• [Source data]
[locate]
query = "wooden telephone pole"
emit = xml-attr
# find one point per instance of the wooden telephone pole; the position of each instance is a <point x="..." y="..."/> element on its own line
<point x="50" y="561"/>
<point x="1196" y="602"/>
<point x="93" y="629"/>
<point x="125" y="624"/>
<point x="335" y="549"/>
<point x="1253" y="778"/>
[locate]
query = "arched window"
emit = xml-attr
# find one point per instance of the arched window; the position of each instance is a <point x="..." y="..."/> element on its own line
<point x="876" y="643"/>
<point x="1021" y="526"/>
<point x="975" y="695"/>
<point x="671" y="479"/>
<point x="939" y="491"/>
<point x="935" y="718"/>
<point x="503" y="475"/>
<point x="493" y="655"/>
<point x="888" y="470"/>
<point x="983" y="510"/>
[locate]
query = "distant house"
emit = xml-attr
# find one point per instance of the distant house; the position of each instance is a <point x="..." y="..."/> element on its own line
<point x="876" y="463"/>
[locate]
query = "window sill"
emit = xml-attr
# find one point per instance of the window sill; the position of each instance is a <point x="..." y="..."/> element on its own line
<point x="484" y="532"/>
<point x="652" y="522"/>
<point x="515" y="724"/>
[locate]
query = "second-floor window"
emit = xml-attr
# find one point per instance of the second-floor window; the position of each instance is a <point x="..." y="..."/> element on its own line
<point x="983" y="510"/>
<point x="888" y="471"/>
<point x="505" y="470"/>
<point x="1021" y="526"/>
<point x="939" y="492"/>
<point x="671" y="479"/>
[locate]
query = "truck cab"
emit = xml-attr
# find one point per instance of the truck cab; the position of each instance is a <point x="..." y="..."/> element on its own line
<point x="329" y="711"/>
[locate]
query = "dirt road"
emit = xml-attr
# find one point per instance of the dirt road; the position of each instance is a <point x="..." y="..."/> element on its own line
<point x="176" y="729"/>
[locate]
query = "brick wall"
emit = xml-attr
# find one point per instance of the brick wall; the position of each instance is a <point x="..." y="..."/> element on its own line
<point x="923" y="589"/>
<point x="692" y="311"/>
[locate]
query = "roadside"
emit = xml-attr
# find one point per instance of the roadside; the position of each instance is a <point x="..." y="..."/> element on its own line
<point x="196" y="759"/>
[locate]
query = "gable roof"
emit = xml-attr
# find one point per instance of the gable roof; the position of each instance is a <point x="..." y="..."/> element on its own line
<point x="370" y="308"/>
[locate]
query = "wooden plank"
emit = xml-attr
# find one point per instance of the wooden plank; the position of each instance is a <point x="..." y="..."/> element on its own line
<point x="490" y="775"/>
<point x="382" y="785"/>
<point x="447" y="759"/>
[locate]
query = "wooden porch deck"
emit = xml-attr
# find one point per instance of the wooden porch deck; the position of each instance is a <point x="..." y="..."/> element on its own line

• [Goal] Pick out each line of the records above that contains the string "roadside", and copy those lines.

• [Answer]
query = "roadside"
# find one point per instance of the roadside; the position of each instance is a <point x="..." y="..."/> element on its own line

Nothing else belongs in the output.